● Instructions for the task
Below are some records: retype them all exactly, but not the pictures.

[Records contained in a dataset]
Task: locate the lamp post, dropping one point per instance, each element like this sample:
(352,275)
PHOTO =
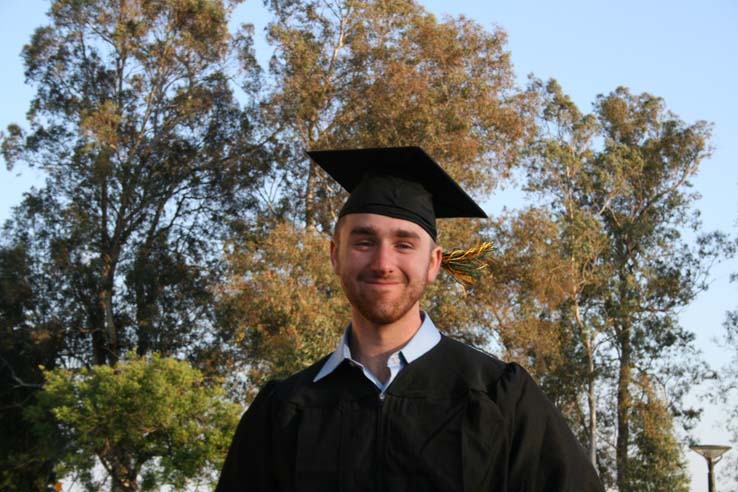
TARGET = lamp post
(712,454)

● Reply to the task
Task: locate the lamp post, dropping one point per instance, each element like this sample:
(352,275)
PHOTO =
TARGET = lamp post
(712,454)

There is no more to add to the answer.